TASK DESCRIPTION » Rewrite the lines of the items below as a JSON list of strings with one string per line, leaving out blank lines and the pictures.

INPUT DATA »
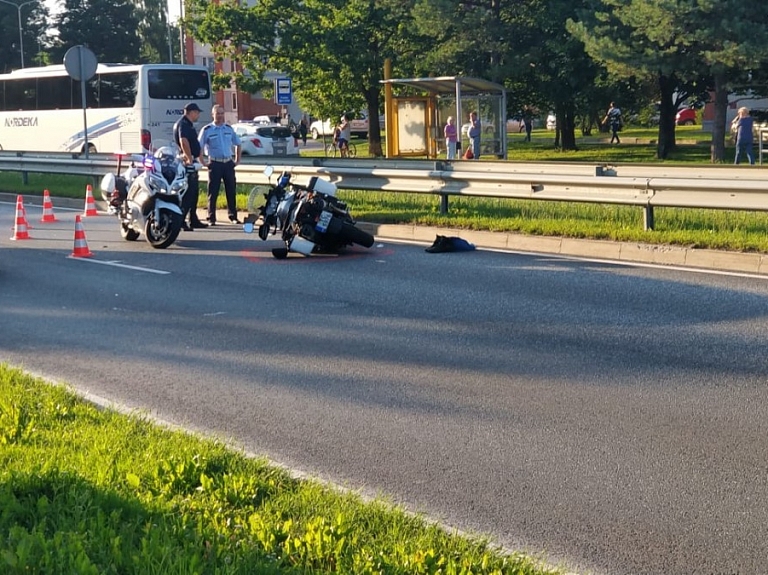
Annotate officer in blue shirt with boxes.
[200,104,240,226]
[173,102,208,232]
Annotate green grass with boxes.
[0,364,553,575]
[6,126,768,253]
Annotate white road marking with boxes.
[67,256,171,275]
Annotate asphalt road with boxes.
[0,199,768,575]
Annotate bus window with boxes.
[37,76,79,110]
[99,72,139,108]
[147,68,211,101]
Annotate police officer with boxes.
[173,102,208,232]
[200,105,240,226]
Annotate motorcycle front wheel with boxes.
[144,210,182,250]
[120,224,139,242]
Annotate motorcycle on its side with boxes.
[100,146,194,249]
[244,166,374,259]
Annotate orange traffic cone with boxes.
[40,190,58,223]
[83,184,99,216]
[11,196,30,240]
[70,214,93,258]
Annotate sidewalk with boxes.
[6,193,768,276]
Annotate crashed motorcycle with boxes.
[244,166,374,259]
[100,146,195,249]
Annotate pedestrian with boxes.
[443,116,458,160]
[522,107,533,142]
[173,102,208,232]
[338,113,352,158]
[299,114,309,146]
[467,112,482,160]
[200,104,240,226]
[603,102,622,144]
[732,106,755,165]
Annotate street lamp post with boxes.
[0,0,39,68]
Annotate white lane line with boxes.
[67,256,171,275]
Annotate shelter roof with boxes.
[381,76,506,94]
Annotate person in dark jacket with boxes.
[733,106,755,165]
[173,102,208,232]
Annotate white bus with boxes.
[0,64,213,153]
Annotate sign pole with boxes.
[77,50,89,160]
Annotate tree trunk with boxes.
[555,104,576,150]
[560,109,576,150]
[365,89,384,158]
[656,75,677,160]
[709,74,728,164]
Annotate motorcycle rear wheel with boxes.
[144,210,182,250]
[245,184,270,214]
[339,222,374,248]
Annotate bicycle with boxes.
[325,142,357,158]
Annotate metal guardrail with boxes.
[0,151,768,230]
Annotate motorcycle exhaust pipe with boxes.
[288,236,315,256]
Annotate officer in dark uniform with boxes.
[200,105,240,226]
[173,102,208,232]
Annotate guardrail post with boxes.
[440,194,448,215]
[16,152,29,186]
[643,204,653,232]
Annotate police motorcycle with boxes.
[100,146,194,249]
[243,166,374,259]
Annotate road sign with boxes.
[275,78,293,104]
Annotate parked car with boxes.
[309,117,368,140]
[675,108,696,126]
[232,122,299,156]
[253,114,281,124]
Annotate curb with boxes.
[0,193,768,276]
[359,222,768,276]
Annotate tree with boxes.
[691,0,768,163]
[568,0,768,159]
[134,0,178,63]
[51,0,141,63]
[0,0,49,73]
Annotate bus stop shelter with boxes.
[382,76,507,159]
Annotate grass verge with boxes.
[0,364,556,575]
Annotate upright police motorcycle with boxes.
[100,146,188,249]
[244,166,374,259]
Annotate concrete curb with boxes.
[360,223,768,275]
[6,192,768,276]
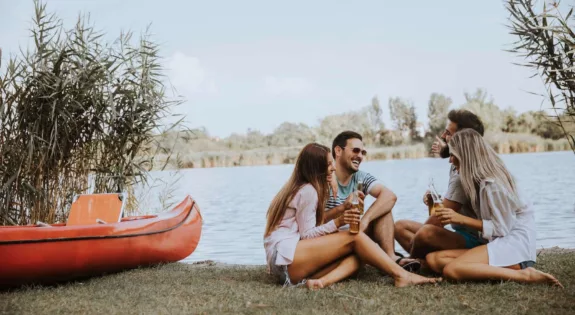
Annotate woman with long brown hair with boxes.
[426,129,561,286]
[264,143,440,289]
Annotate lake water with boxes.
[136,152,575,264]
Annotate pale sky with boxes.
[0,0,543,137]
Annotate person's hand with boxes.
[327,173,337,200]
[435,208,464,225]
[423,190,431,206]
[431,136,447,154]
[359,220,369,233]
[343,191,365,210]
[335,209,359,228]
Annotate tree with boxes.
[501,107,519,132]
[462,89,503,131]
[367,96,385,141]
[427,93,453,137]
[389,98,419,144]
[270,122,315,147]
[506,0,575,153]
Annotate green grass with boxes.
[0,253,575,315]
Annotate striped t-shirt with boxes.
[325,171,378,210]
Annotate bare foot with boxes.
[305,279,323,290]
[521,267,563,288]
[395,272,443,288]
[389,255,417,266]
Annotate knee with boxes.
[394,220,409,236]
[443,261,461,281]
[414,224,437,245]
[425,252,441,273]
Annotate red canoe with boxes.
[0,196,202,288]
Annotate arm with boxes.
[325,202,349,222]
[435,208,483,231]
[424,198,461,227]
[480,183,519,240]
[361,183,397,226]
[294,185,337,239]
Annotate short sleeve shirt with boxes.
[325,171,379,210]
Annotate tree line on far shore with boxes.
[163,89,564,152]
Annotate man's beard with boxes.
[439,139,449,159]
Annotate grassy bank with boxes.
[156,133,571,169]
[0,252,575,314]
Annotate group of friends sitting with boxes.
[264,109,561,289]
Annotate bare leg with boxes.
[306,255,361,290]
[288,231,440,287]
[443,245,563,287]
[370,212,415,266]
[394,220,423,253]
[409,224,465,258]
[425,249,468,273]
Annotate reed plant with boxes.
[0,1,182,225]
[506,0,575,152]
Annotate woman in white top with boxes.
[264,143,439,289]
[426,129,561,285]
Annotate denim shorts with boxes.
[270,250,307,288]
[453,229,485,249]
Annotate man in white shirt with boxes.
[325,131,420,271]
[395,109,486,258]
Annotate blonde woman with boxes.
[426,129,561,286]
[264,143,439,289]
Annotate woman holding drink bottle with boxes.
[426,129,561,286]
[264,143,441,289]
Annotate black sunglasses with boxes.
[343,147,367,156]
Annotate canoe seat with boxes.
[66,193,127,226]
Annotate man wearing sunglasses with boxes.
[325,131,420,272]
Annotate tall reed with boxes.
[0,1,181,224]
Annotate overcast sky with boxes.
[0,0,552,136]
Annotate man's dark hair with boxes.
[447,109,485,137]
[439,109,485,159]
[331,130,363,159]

COMPLETE OUTPUT »
[
  "Annotate officer in blue shirt with boxes.",
  "[200,104,240,226]",
  "[173,102,208,232]",
  "Annotate green grass with boxes.",
  "[0,364,553,575]",
  "[6,126,768,253]",
  "Annotate white road marking with boxes.",
  "[67,256,171,275]",
  "Annotate asphalt road with boxes.",
  "[0,199,768,575]",
  "Annotate bus window with boxes.",
  "[37,76,79,110]",
  "[99,72,139,108]",
  "[147,68,211,101]",
  "Annotate police officer with boxes.",
  "[173,102,208,232]",
  "[200,105,240,226]",
  "Annotate motorcycle front wheel with boxes.",
  "[144,210,182,250]",
  "[120,224,139,242]",
  "Annotate motorcycle on its side with boxes.",
  "[100,146,194,249]",
  "[244,166,374,259]",
  "Annotate orange traffic cone with boxes.",
  "[40,190,58,223]",
  "[83,184,99,216]",
  "[11,196,30,240]",
  "[70,214,93,258]",
  "Annotate sidewalk with boxes.",
  "[6,193,768,276]",
  "Annotate crashed motorcycle with boxes.",
  "[244,166,374,259]",
  "[100,146,195,249]",
  "Annotate pedestrian with boxes.",
  "[443,116,458,160]",
  "[522,107,533,142]",
  "[173,102,208,232]",
  "[338,113,352,158]",
  "[299,114,309,146]",
  "[467,112,482,160]",
  "[200,104,240,226]",
  "[603,102,622,144]",
  "[732,106,755,165]",
  "Annotate street lamp post with boxes.",
  "[0,0,39,68]",
  "Annotate white lane line with boxes.",
  "[67,256,171,275]",
  "Annotate shelter roof with boxes.",
  "[381,76,506,94]",
  "Annotate person in dark jacket with boxes.",
  "[733,106,755,165]",
  "[173,102,208,232]",
  "Annotate white bus with boxes.",
  "[0,64,213,153]",
  "Annotate sign pole with boxes.",
  "[77,50,89,160]",
  "Annotate tree trunk with boxes.",
  "[555,104,576,150]",
  "[560,109,576,150]",
  "[365,89,384,158]",
  "[656,75,677,160]",
  "[709,74,728,164]",
  "Annotate motorcycle rear wheel with boxes.",
  "[144,210,182,250]",
  "[245,184,270,214]",
  "[339,222,374,248]",
  "Annotate bicycle with boxes.",
  "[325,142,357,158]",
  "Annotate metal guardrail with boxes.",
  "[0,151,768,230]",
  "Annotate motorcycle exhaust pipe with boxes.",
  "[288,236,315,256]",
  "Annotate officer in dark uniform with boxes.",
  "[200,105,240,226]",
  "[173,102,208,232]",
  "Annotate guardrail post with boxes.",
  "[440,194,448,215]",
  "[16,152,29,186]",
  "[643,204,653,232]",
  "Annotate police motorcycle with boxes.",
  "[100,146,194,249]",
  "[243,166,374,259]",
  "Annotate road sign with boxes.",
  "[275,78,293,104]",
  "Annotate parked car with boxes.",
  "[309,117,368,140]",
  "[675,108,696,126]",
  "[232,122,299,156]",
  "[253,114,281,124]",
  "Annotate curb with boxes.",
  "[0,193,768,276]",
  "[359,222,768,276]",
  "Annotate tree with boxes.",
  "[691,0,768,163]",
  "[568,0,768,159]",
  "[134,0,178,63]",
  "[51,0,141,63]",
  "[0,0,49,73]",
  "Annotate bus stop shelter with boxes.",
  "[382,76,507,159]",
  "Annotate grass verge with boxes.",
  "[0,364,556,575]",
  "Annotate upright police motorcycle with boxes.",
  "[100,146,188,249]",
  "[244,166,374,259]",
  "Annotate concrete curb with boxes.",
  "[360,223,768,275]",
  "[6,192,768,276]",
  "Annotate woman with long brown hair with boxes.",
  "[426,129,561,286]",
  "[264,143,440,289]",
  "Annotate lake water with boxes.",
  "[136,152,575,264]",
  "Annotate pale sky with boxes.",
  "[0,0,543,137]",
  "Annotate person's hand with boxes.",
  "[327,173,337,200]",
  "[435,208,464,225]",
  "[423,190,431,206]",
  "[431,136,447,154]",
  "[359,220,369,233]",
  "[343,191,365,210]",
  "[335,209,359,228]",
  "Annotate tree with boxes.",
  "[501,107,519,132]",
  "[462,89,503,131]",
  "[367,96,385,141]",
  "[427,93,453,137]",
  "[389,98,419,144]",
  "[270,122,315,147]",
  "[506,0,575,153]",
  "Annotate green grass with boxes.",
  "[0,253,575,315]",
  "Annotate striped t-shirt with boxes.",
  "[325,171,378,210]",
  "Annotate bare foot with boxes.",
  "[305,279,323,290]",
  "[521,267,563,288]",
  "[395,272,443,288]",
  "[389,255,417,266]",
  "Annotate knee with boxes.",
  "[394,220,409,236]",
  "[443,261,461,281]",
  "[414,224,437,245]",
  "[425,252,441,273]",
  "Annotate red canoe with boxes.",
  "[0,196,202,288]",
  "Annotate arm with boxes.",
  "[325,202,349,222]",
  "[435,208,483,231]",
  "[424,198,461,227]",
  "[480,183,519,240]",
  "[361,183,397,226]",
  "[294,185,337,239]",
  "Annotate short sleeve shirt with boxes.",
  "[325,171,379,210]",
  "Annotate tree line on far shore with boxes.",
  "[163,89,564,152]",
  "Annotate man's beard with boxes.",
  "[439,139,449,159]",
  "Annotate grassy bank with boxes.",
  "[156,133,571,169]",
  "[0,252,575,314]",
  "Annotate group of friends sitting with boxes.",
  "[264,109,561,289]",
  "Annotate bare leg with boxes.",
  "[306,255,361,290]",
  "[288,231,440,287]",
  "[443,245,563,287]",
  "[370,212,415,266]",
  "[394,220,423,253]",
  "[409,224,465,258]",
  "[425,249,468,273]",
  "Annotate reed plant with boxes.",
  "[0,1,182,225]",
  "[506,0,575,152]",
  "Annotate woman in white top with boxes.",
  "[264,143,439,289]",
  "[426,129,561,285]",
  "Annotate denim shorts with boxes.",
  "[270,250,307,288]",
  "[453,229,485,249]",
  "Annotate man in white shirt with boxes.",
  "[325,131,420,271]",
  "[395,109,486,258]",
  "Annotate blonde woman with boxes.",
  "[426,129,561,286]",
  "[264,143,439,289]",
  "Annotate woman holding drink bottle with boxes.",
  "[426,129,561,286]",
  "[264,143,441,289]",
  "Annotate black sunglasses with boxes.",
  "[343,147,367,156]",
  "Annotate canoe seat with boxes.",
  "[66,193,127,226]",
  "Annotate man wearing sunglasses with boxes.",
  "[325,131,420,272]",
  "Annotate tall reed with boxes.",
  "[0,1,181,224]",
  "Annotate overcast sky with boxes.",
  "[0,0,552,136]",
  "Annotate man's dark hair with boxes.",
  "[447,109,485,137]",
  "[439,109,485,159]",
  "[331,130,363,159]"
]